He was on his way to Calvary when…

·       He stopped by the pool of Bethesda to heal a certain poor, cripple man.

·       He sat on Jacob’s well, down in Samaria, to give eternal life to a poor harlot.

·       He paused to meet with Moses and Elijah on the mount of Transfiguration.

·       He stopped by the Jericho road to give sight to a poor, blind beggar named Bartimaeus.

·       He stopped on that same road, leading up out of Jericho, to save a wretched publican named Zachaeus.

·       King Jesus was on his way to Calvary when he rode into Jerusalem on an ass’s colt, on his great inauguration day. Even then, his people took palm branches and shouted in anticipation of his victory, “Hosanna! Blessed is the King of Israel that cometh in the name of the Lord.”

 

Come with me now. I want us to go back one more time to “the place which was called Calvary.” Oh no, I do not suggest that we simply think of that physical place. We will leave those superstitious “holy places” and religious relics to the pope and his idolatrous worshippers. We care nothing for such things. But I do want us to go back to that place spiritually. In heart and mind, go with me to the place of the skull, just outside the gates of Jerusalem. With the eye of faith, I want us to behold the things that took place there.

 

Well do I recall my first visit to Calvary. I came as a guilty, heavy-laden sinner, burdened down with the oppressive load of my sin and guilt. But there I beheld the Son of God dying in my place; and the burden of my sin rolled away. I went home that day singing…

 

Mercy there was great and grace was free;

Pardon there was multiplied to me;

There my burdened soul found liberty!

At Calvary!

 

Proposition: I have just one purpose in preaching this message. ¾ I want you to behold the wonders of Calvary; and, being overwhelmed by the love and grace revealed in the death of Christ, I want you to trust your soul to the Son of God.

 

Divisions: My message, if it is blessed of God to your hearts, will fully meet the needs of all who hear me, both saints and sinners. As we stand here upon Mt. Calvary, the place where our redemption was accomplished, I would ask no curious questions. But I do want to raise five very practical questions, which might help us to worship the Lord of Glory, our Substitute, our Sacrifice, our Redeemer, our King.

 

1.       Who was there?

2.       What happened at Calvary?

3.       Why did the Son of God come to this place?

4.       What practical lessons are to be learned at Calvary?

5.       Say, sinner, will you come to the place called Calvary?

 

Who was there?

 

To be sure, there were multitudes who gathered around the hideous sight. It was the sport of depraved minds in that day to watch the agonies of dying men. Wicked men of every rank were there. The self-righteous Pharisees joined in sport with the Roman soldier. Refined, educated men joined with the uncouth men of the streets in their diabolical amusement. Housewives and harlots danced together around the cross. Women and children joined in hellish concert with the songs of drunkards. But these are not the people who concern us now.

 

There were some people whom we might expect to see at Calvary who were not there.

*DATA ENTRIES*.

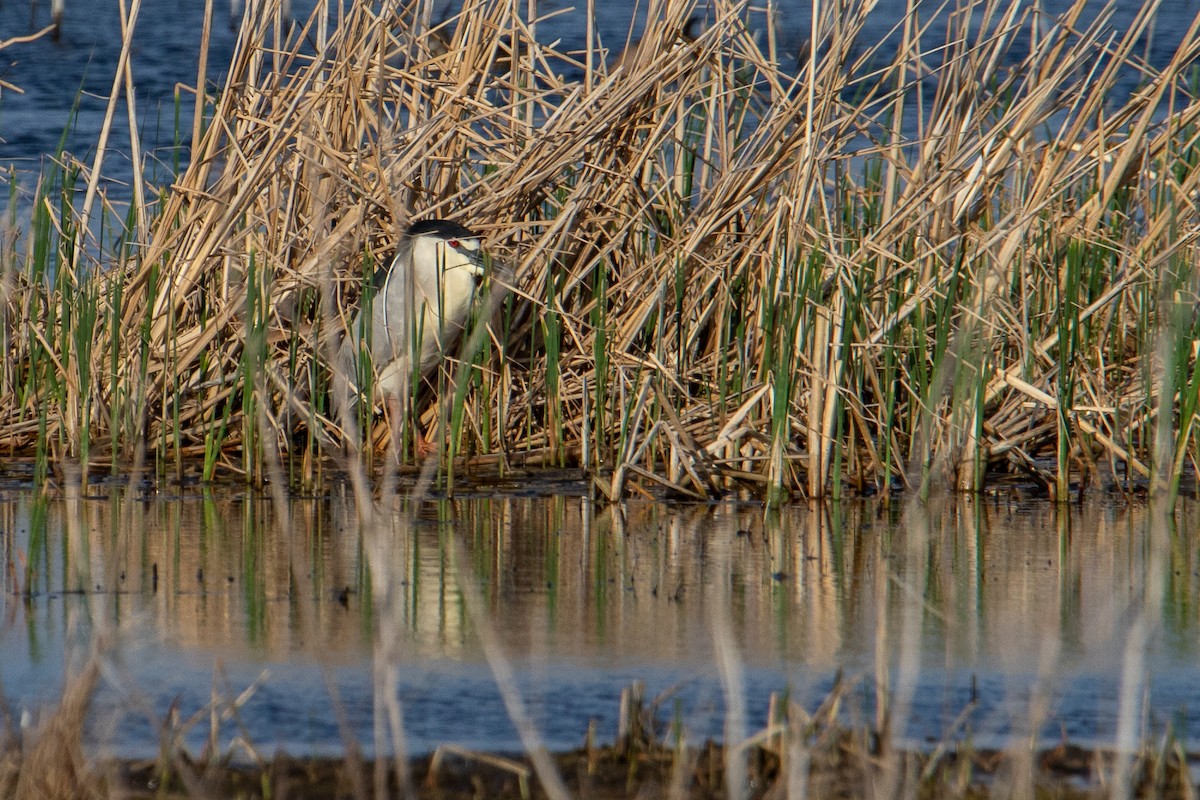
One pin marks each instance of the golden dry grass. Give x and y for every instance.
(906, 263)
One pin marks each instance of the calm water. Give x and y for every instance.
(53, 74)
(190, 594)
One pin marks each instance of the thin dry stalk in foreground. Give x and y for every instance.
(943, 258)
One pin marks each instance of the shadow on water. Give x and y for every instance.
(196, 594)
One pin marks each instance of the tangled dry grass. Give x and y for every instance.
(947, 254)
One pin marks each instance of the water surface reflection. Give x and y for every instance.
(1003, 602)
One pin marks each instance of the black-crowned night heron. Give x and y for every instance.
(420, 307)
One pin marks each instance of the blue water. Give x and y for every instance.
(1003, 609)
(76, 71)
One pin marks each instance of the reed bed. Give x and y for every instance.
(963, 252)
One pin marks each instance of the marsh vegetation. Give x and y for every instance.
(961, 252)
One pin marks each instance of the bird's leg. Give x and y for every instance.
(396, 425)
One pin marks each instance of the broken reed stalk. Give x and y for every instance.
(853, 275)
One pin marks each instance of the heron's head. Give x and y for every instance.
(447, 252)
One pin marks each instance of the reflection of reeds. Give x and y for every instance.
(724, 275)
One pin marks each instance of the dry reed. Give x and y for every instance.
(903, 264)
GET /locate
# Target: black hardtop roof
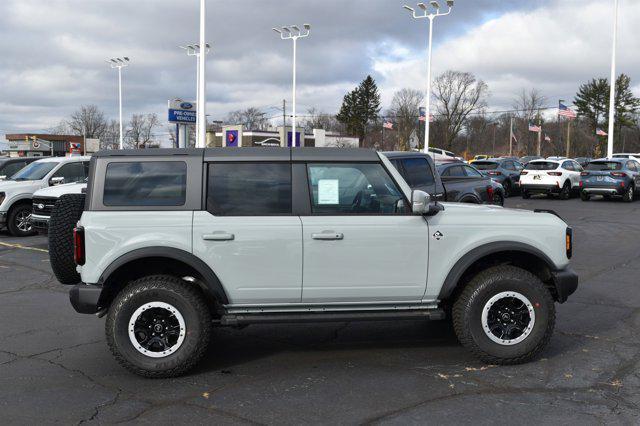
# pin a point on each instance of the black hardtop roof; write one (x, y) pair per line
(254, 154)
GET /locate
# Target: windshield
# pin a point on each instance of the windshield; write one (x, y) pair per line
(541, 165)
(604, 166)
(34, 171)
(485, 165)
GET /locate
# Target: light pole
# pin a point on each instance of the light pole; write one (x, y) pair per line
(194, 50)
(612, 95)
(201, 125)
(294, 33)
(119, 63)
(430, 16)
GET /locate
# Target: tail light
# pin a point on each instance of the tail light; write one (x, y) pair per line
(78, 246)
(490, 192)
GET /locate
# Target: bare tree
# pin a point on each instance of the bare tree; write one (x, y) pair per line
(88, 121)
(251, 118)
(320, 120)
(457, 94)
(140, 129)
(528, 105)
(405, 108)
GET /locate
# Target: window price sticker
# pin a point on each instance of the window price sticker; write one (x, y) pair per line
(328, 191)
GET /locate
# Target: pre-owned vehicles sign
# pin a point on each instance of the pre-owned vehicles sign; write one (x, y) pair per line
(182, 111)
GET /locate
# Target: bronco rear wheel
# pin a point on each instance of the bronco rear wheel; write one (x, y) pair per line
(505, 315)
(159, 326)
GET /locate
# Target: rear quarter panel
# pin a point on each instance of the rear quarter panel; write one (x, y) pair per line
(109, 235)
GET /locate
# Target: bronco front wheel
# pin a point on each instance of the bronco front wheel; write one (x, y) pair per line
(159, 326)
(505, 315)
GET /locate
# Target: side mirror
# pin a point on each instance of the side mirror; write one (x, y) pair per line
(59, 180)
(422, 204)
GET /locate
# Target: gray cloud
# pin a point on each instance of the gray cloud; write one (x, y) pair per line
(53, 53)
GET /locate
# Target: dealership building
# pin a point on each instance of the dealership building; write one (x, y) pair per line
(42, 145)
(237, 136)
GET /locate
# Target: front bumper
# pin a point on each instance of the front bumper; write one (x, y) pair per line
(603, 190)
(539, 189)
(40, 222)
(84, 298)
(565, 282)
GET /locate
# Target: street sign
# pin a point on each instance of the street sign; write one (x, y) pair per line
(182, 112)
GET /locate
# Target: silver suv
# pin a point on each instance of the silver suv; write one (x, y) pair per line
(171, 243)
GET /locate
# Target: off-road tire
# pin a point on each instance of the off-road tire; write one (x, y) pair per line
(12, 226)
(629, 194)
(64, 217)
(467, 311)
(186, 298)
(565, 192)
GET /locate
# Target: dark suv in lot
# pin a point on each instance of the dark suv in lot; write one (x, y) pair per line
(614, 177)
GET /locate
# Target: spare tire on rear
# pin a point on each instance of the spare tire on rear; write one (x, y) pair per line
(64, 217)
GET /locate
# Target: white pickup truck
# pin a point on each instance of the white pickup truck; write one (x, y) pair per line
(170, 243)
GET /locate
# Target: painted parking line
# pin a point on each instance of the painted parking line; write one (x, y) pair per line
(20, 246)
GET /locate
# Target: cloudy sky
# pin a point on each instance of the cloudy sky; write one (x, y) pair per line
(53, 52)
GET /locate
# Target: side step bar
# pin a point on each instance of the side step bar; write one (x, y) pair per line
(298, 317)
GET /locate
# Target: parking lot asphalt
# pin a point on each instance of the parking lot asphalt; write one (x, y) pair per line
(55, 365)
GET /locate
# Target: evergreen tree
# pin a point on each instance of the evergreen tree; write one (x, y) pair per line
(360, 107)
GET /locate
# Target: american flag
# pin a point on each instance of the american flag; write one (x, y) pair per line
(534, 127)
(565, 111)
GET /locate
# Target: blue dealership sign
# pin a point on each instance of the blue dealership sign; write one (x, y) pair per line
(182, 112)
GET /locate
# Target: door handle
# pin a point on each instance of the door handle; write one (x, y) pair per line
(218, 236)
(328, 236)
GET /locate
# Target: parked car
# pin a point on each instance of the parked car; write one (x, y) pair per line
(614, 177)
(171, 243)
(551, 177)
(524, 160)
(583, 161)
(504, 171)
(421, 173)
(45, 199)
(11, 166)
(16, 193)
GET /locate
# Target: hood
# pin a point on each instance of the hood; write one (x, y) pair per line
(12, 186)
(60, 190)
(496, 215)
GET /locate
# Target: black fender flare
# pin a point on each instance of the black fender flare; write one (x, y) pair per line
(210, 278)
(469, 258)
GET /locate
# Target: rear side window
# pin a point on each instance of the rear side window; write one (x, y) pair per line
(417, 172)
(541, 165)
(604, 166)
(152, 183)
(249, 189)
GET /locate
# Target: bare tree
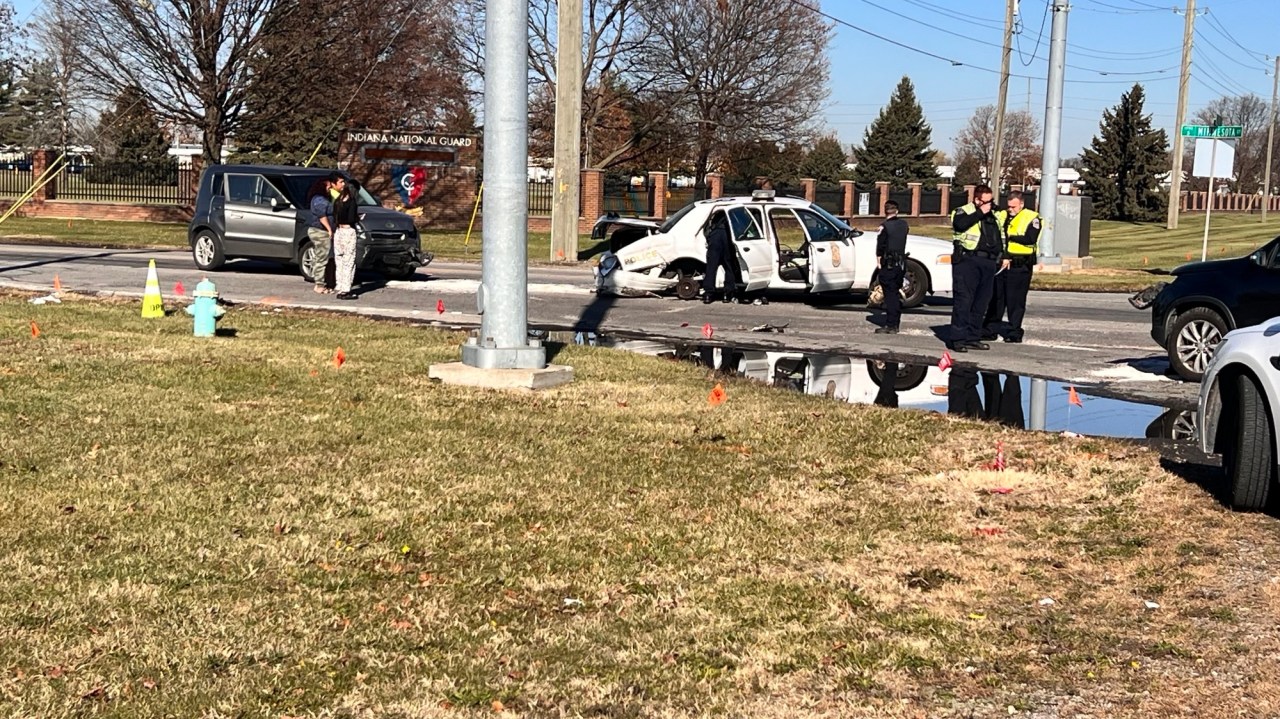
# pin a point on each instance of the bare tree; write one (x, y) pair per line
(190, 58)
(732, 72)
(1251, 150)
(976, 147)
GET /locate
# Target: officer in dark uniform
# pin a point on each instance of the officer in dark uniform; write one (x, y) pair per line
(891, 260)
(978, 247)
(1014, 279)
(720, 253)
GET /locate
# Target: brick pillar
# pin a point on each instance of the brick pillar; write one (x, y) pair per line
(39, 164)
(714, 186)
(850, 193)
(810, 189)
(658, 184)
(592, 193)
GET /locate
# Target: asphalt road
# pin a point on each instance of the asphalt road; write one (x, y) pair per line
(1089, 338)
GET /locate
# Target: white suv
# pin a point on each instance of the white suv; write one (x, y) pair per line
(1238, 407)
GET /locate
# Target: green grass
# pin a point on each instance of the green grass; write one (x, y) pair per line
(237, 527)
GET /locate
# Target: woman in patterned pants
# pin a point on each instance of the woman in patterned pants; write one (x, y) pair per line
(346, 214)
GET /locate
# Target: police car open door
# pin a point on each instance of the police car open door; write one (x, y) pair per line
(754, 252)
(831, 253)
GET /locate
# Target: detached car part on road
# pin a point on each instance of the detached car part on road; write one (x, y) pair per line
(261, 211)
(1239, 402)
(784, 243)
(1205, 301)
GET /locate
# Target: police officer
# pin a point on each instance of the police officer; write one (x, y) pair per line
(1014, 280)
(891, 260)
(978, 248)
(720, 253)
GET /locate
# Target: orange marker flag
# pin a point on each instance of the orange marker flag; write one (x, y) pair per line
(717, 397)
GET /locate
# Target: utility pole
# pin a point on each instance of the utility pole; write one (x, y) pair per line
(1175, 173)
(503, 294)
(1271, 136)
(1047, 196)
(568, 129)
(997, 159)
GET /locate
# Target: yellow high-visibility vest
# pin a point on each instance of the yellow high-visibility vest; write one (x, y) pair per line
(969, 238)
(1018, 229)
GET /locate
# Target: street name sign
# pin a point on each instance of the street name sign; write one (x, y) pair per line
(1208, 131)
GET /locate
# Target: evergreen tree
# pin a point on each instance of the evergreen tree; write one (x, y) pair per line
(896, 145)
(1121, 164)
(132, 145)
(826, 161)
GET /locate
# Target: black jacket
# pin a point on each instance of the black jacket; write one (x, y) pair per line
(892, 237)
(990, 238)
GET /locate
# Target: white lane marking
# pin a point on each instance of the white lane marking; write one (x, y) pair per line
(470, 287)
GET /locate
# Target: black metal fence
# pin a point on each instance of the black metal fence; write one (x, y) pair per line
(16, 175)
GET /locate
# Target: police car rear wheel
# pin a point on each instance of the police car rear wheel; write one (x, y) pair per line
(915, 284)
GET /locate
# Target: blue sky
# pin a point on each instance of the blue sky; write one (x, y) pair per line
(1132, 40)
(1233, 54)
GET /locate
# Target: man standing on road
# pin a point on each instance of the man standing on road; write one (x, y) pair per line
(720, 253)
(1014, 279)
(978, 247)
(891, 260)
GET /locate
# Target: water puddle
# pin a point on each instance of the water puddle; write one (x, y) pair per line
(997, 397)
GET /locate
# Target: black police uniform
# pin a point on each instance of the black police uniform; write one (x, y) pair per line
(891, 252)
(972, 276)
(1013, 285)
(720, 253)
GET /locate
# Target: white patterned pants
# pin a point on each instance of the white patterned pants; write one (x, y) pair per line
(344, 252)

*WRITTEN REQUEST 1*. In the sermon about Calvary, what was the name of the blind beggar who was given sight on the Jericho road?
*WRITTEN REQUEST 2*. Retype the part of the Calvary sermon starting at "Pardon there was" and ending at "Redeemer, our King.".

*RESULT 1*. Bartimaeus

*RESULT 2*.
Pardon there was multiplied to me;

There my burdened soul found liberty!

At Calvary!

 

Proposition: I have just one purpose in preaching this message. ¾ I want you to behold the wonders of Calvary; and, being overwhelmed by the love and grace revealed in the death of Christ, I want you to trust your soul to the Son of God.

 

Divisions: My message, if it is blessed of God to your hearts, will fully meet the needs of all who hear me, both saints and sinners. As we stand here upon Mt. Calvary, the place where our redemption was accomplished, I would ask no curious questions. But I do want to raise five very practical questions, which might help us to worship the Lord of Glory, our Substitute, our Sacrifice, our Redeemer, our King.